■ **Tarefa proposta**:
Transcreva sem alterações, do excerto sobre a reclamação graciosa, o trecho que começa com as palavras que contêm "Do alegado pelo" e termina em "ocorreu em 2001.".

15.º - Em 6 de julho de 2010 foi exarado parecer pelos serviços da Divisão de Justiça Administrativa e Contenciosa propondo o indeferimento da reclamação graciosa, com o seguinte teor (cf. fls. 34 a 39 e 35 a 42 do PAT apenso):
PARECER
Em 22 de Dezembro de 2009, vem o reclamante supra identificado, deduzir reclamação graciosa, ao abrigo dos art.ºs 68º e ss. do Código de Procedimento e Processo Tributário (CPPT), da liquidação nº....................364 e nota de compensação n.º ................724, datadas de 21 de Julho de 2009 no montante de € 1 O 548,84, referente a IRS e, respectivos Juros Compensatórios do ano de 2007.
Compulsados os elementos junto aos Autos, verifica-se que:
os termos dos artºs. 9º, 68º e 70º do CPPT, a reclamação apresentada é o meio próprio, é tempestiva e o reclamante tem legitimidade para o acto.
Do alegado pelo reclamante
Dos fundamentos constantes da p.i., que se dão aqui como integralmente reproduzidos, no essencial, alega o reclamante, não concordar com a liquidação em reclamação, porquanto,
• Não ratificou a gestão de negócios e,
• Que ocorreu a caducidade da liquidação uma vez que, o facto tributário ocorreu em 2001.
SOLICITA, o deferimento da presente reclamação, por haver divergência entre a realidade e a matéria de facto utilizada como pressuposto da prática do acto tributário.
Da apreciação do pedido
Foi apresentada declaração modelo 3 de IRS, cfr. fls. 8//9, referente ao ano de 2007, em 26 de Março de 2009, contendo um anexo G, referente a mais-valias, assinada por um gestor de negócios.
Não ratificou a gestão de negócios, nem ratifica.
Em 1994, faleceu «CC», marido da reclamante, deixando como únicos herdeiros, o cônjuge sobrevivo, a aqui reclamante e, um filho.
Da herança aberta por óbito de «CC», fazia parte, de entre outros bens, o prédio rústico inscrito na matriz sob o artº ...39, sito no Lugar ..., freguesia ..., Concelho ....
Em 11 de Julho de 2001, no Consulado de Portugal, em França, os herdeiros do «CC», outorgaram procuração, constituindo sua procuradora «DD», a quem conferiram poderes especiais, com a faculdade de substabelecer, “para prometer vender e vender pelo preço de 24 500 000$00, o prédio rústico, já devidamente identificado, podendo receber o preço da venda, cfr. fls. 14/15.
A procuração foi conferida no interesse do mandatário, pelo que irrevogável sem o acordo e não caduca por morte ou interdição dos outorgantes, autorizando ainda a fazer negócio consigo mesmo.

Registos de apontamento:
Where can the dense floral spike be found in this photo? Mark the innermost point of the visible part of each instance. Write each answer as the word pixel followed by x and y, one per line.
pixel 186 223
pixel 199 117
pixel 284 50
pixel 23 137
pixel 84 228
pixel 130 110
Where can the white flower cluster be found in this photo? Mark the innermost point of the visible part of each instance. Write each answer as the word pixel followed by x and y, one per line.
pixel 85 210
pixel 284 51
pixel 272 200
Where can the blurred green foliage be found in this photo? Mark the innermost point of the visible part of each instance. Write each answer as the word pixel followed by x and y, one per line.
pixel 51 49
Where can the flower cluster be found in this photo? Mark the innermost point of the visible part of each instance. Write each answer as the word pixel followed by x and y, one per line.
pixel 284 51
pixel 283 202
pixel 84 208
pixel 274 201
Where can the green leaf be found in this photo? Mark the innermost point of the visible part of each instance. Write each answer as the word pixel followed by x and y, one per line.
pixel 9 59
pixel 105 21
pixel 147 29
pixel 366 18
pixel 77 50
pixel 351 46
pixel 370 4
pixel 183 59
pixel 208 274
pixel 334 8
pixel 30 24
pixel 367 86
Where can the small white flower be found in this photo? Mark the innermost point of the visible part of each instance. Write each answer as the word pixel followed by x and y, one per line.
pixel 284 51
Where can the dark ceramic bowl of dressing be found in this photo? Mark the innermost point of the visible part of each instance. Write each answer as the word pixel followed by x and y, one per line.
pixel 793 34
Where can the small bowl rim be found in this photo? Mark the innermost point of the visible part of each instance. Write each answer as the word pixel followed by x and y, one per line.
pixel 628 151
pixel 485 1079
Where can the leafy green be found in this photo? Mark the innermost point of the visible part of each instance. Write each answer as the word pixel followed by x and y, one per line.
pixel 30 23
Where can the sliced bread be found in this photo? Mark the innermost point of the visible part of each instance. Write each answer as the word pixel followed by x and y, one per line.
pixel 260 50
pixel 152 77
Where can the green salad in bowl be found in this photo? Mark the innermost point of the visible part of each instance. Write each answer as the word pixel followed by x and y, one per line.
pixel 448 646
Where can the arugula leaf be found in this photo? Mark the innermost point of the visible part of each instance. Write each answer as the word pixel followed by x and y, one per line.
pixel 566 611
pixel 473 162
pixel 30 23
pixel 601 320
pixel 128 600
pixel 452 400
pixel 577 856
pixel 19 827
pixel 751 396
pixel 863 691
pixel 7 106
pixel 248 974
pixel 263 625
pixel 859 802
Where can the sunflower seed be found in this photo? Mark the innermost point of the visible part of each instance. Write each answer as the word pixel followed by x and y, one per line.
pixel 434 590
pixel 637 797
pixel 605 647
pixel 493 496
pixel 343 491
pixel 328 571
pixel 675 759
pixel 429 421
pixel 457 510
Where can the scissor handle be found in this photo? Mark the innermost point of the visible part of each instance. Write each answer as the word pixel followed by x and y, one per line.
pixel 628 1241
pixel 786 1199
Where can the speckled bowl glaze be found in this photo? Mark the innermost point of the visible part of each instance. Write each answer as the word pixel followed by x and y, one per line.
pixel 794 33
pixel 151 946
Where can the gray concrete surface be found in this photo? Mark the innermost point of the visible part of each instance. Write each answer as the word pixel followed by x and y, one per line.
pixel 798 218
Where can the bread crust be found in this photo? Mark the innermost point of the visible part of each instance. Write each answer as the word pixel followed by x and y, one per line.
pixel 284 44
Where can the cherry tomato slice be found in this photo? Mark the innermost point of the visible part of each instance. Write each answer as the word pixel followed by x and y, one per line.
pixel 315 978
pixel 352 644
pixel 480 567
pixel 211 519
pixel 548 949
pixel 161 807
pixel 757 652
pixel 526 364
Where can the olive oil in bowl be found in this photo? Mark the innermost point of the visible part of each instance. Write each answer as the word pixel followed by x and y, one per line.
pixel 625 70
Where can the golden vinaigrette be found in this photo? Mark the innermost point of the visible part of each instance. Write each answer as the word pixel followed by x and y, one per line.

■ **Resposta ao exercício**:
Do alegado pelo reclamante
Dos fundamentos constantes da p.i., que se dão aqui como integralmente reproduzidos, no essencial, alega o reclamante, não concordar com a liquidação em reclamação, porquanto,
• Não ratificou a gestão de negócios e,
• Que ocorreu a caducidade da liquidação uma vez que, o facto tributário ocorreu em 2001.